"Task: tag the chair" içeren satırla açılıp "x=717, y=49" içeren satırla kapanan bölümü düzenle: "smiling face" yerine "laughing face" yaz, geri kalan her şeyi olduğu gibi bırakarak bu satırları yeniden ver.

Saklanan veriler
-*-*-

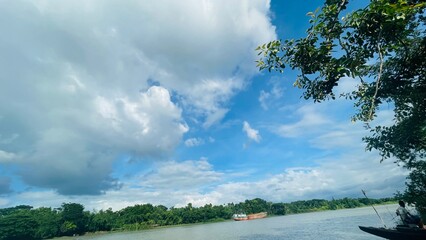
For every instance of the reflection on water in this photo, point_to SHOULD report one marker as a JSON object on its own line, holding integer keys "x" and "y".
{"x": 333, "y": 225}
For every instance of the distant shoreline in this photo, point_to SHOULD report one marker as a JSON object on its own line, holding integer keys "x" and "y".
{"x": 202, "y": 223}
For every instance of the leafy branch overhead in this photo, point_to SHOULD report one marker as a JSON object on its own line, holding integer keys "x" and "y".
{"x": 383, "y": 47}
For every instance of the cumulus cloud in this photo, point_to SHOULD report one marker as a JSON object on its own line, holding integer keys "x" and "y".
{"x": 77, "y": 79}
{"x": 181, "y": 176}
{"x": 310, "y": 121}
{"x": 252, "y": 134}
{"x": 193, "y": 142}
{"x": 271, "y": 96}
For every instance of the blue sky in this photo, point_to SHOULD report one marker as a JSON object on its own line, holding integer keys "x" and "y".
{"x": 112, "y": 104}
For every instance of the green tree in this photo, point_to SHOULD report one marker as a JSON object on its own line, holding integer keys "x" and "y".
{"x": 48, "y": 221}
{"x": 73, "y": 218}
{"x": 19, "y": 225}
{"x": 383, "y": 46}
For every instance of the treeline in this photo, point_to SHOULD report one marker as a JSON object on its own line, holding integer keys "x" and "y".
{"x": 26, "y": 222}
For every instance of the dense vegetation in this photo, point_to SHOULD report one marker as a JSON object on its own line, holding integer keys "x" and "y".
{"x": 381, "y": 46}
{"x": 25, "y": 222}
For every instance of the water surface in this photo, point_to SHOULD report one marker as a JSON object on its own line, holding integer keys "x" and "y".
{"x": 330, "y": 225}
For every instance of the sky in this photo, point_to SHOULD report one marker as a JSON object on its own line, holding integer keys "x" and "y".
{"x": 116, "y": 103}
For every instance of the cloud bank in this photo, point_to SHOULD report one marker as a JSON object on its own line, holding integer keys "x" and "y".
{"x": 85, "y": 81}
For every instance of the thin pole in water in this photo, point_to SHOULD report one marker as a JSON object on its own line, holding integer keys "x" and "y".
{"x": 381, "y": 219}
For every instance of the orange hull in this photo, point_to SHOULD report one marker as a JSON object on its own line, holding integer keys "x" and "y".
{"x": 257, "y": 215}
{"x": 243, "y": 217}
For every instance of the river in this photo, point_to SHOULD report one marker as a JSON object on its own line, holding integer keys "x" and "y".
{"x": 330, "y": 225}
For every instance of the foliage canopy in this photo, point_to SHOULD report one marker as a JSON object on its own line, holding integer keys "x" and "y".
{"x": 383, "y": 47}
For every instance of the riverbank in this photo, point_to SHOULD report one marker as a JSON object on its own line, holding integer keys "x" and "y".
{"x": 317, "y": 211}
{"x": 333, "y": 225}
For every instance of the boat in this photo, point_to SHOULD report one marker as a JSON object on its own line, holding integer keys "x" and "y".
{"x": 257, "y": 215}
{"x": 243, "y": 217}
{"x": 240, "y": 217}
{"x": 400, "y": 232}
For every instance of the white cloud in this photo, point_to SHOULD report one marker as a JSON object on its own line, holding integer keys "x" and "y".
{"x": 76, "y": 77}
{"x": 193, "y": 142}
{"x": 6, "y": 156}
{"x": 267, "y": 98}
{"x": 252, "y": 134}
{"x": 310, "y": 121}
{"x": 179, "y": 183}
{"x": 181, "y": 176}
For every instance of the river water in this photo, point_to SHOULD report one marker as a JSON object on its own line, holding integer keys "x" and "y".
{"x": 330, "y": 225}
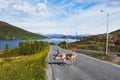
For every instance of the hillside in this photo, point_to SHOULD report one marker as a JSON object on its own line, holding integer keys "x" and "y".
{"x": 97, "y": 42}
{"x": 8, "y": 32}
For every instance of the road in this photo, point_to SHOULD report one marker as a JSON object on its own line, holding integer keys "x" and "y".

-*-*-

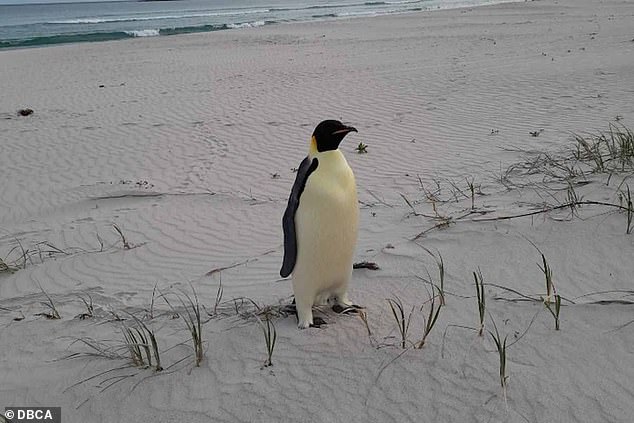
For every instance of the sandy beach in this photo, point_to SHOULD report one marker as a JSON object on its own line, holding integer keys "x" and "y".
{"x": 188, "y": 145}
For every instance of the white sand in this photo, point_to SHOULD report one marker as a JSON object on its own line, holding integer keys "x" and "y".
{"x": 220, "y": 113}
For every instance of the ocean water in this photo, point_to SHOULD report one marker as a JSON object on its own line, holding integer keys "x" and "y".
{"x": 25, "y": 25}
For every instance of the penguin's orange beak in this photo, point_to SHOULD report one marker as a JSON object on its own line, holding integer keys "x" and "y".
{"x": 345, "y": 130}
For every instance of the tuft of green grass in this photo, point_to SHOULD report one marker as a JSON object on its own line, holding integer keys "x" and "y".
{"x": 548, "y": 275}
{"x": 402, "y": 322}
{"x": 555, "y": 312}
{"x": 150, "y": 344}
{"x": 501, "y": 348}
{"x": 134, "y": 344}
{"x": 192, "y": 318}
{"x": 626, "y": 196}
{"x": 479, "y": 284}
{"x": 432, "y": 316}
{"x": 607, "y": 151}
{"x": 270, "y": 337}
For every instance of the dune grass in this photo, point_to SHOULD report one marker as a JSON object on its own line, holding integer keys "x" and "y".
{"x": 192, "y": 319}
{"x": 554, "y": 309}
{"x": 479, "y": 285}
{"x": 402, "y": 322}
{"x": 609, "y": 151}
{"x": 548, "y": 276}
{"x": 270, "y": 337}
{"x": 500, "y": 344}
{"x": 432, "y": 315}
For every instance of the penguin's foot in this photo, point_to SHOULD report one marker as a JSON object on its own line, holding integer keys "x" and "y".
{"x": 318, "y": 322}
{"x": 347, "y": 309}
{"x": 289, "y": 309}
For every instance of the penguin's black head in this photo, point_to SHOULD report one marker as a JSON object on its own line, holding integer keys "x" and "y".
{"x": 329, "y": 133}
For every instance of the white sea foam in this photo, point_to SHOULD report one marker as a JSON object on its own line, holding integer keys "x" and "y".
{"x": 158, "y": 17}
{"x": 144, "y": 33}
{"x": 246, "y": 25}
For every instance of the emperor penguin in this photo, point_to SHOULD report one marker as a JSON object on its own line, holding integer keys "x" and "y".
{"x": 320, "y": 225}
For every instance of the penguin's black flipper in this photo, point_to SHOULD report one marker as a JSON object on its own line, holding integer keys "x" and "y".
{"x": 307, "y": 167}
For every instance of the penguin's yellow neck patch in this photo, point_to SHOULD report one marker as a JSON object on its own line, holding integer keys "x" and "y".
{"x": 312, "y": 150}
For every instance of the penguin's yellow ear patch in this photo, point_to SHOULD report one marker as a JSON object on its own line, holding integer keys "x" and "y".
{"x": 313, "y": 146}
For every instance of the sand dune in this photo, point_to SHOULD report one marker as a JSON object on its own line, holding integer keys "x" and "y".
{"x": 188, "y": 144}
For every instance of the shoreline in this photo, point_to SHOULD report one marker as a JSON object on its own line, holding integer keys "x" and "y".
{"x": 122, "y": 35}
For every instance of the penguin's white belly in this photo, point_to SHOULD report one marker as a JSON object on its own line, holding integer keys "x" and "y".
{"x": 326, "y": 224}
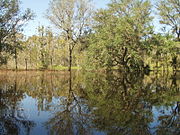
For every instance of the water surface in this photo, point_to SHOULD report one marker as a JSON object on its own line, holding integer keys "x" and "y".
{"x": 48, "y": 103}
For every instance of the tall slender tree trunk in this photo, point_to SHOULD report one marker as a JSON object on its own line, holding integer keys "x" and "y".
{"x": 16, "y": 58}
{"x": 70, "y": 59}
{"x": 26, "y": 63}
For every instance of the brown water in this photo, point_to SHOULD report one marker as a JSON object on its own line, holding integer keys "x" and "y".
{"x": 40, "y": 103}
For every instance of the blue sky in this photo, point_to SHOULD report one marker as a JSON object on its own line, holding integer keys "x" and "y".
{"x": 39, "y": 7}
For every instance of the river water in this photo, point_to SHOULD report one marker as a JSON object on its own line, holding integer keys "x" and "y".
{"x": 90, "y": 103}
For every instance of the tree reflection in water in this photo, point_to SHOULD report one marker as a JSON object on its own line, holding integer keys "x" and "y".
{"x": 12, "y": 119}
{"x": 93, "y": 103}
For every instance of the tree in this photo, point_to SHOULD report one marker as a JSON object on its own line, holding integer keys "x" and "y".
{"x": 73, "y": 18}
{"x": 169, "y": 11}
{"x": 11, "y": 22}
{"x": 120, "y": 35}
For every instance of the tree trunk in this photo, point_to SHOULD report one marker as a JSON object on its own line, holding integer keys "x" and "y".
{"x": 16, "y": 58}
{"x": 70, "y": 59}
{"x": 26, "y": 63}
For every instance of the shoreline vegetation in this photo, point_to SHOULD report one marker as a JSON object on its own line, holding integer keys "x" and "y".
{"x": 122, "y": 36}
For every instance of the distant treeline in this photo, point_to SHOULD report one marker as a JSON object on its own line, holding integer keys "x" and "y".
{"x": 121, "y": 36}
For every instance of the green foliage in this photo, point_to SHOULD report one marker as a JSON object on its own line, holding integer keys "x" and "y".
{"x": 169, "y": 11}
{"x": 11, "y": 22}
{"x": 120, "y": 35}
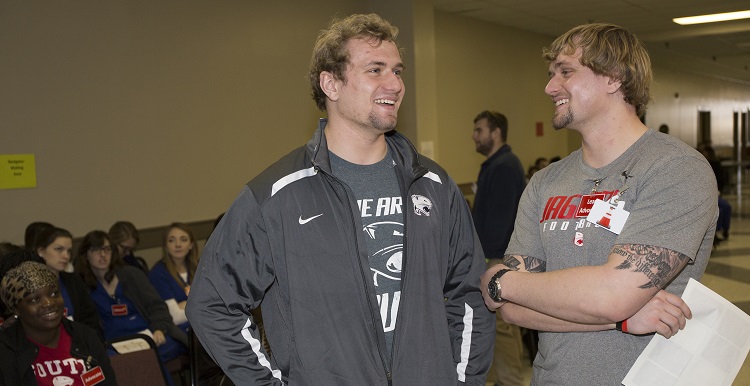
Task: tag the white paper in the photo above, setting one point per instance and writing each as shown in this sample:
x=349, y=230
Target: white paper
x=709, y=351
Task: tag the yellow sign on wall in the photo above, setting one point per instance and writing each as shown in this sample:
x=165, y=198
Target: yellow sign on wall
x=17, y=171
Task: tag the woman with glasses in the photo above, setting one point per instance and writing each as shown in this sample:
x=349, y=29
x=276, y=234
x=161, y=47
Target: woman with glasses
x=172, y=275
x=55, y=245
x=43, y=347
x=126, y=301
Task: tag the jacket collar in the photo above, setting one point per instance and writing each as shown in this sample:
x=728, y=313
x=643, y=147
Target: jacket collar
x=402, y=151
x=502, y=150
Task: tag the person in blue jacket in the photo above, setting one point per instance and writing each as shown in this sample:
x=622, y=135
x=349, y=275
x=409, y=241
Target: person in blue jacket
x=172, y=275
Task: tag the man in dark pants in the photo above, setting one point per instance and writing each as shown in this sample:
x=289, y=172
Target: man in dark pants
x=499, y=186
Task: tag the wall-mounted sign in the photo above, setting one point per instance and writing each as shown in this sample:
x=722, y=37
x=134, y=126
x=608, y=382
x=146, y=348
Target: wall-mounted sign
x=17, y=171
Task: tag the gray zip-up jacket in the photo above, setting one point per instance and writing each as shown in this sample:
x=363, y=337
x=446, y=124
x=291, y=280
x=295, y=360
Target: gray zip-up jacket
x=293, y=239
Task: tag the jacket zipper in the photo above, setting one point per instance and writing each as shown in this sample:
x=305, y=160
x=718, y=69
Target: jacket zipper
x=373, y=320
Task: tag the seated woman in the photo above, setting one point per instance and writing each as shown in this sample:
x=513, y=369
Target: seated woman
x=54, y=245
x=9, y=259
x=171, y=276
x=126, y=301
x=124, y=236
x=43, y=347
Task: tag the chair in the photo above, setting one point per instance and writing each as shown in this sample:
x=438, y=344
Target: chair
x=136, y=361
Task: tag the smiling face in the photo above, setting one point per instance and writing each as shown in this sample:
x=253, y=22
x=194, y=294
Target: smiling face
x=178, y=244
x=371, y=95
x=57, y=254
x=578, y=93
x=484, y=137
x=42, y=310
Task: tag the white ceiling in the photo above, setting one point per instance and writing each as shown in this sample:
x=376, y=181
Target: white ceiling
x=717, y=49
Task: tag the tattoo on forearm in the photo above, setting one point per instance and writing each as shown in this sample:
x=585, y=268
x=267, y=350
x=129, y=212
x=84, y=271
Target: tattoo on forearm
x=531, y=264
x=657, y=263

-*-*-

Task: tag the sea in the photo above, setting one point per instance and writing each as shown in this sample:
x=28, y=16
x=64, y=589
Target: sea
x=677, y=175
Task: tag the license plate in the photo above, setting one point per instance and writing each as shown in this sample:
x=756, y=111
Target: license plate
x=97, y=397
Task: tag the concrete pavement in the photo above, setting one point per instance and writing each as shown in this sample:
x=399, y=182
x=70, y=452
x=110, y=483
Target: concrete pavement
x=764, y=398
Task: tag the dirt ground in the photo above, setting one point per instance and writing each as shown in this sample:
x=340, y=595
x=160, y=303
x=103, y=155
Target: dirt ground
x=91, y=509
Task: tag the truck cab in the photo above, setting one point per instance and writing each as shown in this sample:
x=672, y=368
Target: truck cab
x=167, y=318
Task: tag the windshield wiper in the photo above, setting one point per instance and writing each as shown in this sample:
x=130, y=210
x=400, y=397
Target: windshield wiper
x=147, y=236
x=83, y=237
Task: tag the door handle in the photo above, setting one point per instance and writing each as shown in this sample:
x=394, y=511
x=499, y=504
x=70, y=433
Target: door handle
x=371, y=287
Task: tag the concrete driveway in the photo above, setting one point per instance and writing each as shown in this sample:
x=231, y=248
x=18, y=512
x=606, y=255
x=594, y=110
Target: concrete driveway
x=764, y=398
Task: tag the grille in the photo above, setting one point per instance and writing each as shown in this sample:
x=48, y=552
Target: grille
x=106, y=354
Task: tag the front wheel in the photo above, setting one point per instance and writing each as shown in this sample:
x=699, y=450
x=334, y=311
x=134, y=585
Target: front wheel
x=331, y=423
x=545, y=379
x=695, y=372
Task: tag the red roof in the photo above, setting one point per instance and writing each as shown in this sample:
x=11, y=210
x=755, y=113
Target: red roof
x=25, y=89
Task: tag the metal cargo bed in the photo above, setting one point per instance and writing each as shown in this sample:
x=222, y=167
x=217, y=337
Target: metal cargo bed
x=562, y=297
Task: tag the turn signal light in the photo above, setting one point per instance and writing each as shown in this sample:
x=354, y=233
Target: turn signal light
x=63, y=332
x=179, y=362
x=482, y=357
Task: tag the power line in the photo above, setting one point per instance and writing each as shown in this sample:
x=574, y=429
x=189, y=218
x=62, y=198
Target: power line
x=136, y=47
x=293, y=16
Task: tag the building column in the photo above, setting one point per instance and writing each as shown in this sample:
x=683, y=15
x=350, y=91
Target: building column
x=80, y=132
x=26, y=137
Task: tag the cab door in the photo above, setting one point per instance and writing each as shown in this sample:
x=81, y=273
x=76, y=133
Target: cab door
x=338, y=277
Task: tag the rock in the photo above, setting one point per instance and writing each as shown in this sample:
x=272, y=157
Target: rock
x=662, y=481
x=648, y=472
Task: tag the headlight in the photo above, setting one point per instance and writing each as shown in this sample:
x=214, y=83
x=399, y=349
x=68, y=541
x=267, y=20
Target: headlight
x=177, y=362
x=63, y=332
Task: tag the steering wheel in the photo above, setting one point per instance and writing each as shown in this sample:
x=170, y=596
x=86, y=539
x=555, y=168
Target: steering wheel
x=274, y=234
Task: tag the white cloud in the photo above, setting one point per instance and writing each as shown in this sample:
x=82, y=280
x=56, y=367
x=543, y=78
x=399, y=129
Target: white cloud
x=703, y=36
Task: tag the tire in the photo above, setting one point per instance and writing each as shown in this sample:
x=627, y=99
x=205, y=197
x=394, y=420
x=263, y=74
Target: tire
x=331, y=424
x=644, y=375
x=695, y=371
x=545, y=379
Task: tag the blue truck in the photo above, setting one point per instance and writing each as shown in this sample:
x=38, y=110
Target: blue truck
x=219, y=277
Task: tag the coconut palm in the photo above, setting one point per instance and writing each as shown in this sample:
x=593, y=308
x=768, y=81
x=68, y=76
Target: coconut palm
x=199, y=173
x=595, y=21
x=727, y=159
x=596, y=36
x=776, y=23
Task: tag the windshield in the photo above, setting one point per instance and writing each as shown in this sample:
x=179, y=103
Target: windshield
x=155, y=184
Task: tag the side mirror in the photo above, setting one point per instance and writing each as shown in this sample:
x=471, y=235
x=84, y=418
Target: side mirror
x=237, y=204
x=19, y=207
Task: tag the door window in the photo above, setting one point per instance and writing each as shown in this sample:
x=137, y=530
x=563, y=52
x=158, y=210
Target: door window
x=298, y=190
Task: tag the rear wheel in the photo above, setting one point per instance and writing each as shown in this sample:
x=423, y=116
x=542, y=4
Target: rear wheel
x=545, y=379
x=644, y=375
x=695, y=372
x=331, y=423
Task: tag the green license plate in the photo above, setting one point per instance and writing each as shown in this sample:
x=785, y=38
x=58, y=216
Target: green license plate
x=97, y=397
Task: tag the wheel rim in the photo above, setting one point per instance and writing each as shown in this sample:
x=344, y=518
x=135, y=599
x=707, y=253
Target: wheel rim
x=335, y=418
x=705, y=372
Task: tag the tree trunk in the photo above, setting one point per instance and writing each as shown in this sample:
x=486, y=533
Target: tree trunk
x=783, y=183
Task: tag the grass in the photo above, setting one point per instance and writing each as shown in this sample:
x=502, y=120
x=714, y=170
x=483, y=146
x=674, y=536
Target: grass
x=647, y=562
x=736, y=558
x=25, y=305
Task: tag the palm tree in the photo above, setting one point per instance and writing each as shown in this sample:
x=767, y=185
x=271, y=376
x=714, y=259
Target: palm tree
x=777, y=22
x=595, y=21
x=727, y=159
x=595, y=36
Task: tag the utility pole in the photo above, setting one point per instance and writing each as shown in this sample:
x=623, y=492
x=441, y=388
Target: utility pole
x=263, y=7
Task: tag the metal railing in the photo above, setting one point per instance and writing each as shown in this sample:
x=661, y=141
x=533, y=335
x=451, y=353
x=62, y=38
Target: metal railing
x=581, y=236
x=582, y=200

-*-*-

Görevin cevabı:
Task: tag the chair in the photo above, setting one point per instance and writing each as shown in this sample:
x=438, y=344
Target: chair
x=136, y=361
Task: tag the laughing face in the photo above, setting one point per instance and writing each as shown in this sample:
x=253, y=22
x=194, y=294
Target: laughing face
x=178, y=244
x=371, y=95
x=57, y=254
x=578, y=93
x=484, y=137
x=42, y=310
Task: tag the white ceiling in the photo above, setting one point per instance and writing each as shown in this sample:
x=376, y=181
Target: white ceiling
x=717, y=49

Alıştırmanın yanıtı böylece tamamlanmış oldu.